BEGIN RECORDS SUPPLIED

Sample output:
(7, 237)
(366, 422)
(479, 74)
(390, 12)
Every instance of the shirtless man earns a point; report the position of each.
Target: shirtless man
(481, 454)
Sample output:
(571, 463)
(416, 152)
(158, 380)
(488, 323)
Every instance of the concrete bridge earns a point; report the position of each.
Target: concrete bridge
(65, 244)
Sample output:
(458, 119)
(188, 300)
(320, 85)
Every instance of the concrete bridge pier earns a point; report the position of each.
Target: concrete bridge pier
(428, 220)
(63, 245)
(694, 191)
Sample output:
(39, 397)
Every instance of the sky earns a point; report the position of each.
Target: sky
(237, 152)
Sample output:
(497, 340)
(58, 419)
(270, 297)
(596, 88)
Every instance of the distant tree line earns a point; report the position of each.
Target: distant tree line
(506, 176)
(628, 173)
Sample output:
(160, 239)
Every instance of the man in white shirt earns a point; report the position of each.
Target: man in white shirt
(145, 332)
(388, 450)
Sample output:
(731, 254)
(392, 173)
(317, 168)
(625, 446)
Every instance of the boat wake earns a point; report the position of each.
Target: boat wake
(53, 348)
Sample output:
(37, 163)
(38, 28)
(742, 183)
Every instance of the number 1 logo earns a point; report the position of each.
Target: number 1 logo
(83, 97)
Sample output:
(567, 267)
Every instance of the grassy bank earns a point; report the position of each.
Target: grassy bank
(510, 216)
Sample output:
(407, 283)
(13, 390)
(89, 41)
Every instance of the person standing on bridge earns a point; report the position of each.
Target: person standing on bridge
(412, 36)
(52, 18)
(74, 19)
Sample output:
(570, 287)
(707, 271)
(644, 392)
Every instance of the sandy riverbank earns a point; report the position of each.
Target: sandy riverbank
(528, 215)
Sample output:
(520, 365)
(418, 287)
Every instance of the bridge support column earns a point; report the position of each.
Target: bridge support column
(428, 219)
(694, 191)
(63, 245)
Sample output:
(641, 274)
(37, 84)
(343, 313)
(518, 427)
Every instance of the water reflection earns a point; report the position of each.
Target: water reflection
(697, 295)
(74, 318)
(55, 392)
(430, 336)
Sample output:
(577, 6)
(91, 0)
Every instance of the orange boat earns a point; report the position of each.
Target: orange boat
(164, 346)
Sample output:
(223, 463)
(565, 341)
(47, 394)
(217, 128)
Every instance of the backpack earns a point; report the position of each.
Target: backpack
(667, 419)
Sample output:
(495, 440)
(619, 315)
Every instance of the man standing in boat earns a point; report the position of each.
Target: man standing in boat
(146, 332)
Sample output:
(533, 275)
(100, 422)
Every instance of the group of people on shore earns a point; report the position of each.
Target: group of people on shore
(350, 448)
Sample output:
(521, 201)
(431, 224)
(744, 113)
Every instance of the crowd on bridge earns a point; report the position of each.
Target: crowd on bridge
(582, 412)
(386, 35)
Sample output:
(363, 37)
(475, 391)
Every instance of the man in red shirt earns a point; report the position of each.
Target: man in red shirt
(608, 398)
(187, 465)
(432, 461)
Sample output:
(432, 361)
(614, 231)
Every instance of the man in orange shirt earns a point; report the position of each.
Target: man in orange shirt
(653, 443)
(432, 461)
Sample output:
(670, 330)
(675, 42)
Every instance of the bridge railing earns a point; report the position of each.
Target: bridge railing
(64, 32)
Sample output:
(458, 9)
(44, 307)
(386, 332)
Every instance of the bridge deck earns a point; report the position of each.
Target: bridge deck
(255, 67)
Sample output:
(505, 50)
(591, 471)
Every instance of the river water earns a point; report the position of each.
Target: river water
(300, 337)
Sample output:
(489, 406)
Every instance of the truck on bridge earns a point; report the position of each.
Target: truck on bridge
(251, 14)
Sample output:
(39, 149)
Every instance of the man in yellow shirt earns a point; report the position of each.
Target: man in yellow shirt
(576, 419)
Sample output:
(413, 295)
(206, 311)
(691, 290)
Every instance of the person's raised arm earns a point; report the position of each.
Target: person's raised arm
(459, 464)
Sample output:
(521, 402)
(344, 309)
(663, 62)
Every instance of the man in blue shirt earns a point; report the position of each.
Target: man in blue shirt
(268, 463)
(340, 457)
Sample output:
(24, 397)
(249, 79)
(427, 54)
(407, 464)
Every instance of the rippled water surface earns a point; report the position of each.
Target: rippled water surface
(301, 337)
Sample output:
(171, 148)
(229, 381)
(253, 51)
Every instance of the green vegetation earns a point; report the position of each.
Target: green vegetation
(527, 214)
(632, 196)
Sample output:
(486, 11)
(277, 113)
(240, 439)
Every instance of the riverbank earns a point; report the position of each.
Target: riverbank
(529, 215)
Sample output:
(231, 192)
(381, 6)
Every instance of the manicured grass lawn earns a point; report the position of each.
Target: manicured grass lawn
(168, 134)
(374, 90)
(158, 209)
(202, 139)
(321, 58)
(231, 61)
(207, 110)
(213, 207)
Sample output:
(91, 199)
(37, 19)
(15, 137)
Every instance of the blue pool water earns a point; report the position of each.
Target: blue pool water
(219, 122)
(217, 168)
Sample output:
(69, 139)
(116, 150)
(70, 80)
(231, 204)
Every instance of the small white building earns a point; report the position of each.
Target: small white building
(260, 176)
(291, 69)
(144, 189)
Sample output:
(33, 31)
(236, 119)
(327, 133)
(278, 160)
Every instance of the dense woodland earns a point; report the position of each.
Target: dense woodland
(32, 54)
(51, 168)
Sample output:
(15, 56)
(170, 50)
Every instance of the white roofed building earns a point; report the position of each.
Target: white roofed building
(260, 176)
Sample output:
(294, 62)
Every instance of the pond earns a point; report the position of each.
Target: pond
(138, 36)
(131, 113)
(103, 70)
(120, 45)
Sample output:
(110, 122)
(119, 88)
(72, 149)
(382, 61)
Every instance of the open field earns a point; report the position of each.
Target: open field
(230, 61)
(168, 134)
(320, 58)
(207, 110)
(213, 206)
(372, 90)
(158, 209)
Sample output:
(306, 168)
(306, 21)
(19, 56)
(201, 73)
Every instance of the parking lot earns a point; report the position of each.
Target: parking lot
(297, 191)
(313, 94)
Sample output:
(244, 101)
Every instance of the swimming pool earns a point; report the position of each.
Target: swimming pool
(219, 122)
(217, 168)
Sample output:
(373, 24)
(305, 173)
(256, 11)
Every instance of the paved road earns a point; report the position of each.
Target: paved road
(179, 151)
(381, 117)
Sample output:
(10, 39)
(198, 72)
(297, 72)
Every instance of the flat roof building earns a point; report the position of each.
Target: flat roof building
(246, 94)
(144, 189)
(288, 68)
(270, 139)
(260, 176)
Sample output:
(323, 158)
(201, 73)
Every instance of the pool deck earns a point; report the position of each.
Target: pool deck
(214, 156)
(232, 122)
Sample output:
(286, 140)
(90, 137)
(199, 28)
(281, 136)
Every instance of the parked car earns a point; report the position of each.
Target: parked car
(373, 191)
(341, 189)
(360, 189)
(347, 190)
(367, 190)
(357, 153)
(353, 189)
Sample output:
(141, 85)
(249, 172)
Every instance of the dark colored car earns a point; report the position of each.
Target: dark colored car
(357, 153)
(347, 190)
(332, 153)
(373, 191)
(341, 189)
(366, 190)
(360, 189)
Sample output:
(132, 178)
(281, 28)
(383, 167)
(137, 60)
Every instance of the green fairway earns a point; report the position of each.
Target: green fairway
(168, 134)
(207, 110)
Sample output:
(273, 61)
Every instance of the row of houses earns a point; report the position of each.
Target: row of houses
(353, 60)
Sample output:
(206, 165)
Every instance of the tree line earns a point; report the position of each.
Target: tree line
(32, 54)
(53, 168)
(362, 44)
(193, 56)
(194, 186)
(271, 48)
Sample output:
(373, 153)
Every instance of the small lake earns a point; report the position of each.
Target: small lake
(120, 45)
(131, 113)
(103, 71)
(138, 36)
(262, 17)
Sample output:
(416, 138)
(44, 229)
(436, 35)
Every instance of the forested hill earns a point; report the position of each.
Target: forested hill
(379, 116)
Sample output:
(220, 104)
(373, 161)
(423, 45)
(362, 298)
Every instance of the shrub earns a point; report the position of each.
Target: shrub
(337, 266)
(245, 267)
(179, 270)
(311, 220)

END RECORDS SUPPLIED

### EXERCISE
Using the records above, copy word for word the line with "Every instance of the flat", the line with "Every instance of the dark", and every line between them.

### WORKED SOLUTION
Every instance of the flat roof building earns a point; report the position of each.
Target: flat roof building
(246, 94)
(144, 189)
(288, 68)
(270, 139)
(260, 176)
Sample output:
(323, 158)
(201, 73)
Every instance of the pool deck earns a point; report the position of each.
Target: pool deck
(214, 156)
(232, 122)
Sample output:
(286, 140)
(90, 137)
(199, 28)
(281, 136)
Every instance of the parked car earns a point; report the position of each.
Target: parked car
(373, 191)
(341, 189)
(360, 189)
(347, 190)
(367, 190)
(357, 153)
(353, 189)
Sample output:
(141, 85)
(249, 172)
Every instance of the dark colored car earns a point; report the position of each.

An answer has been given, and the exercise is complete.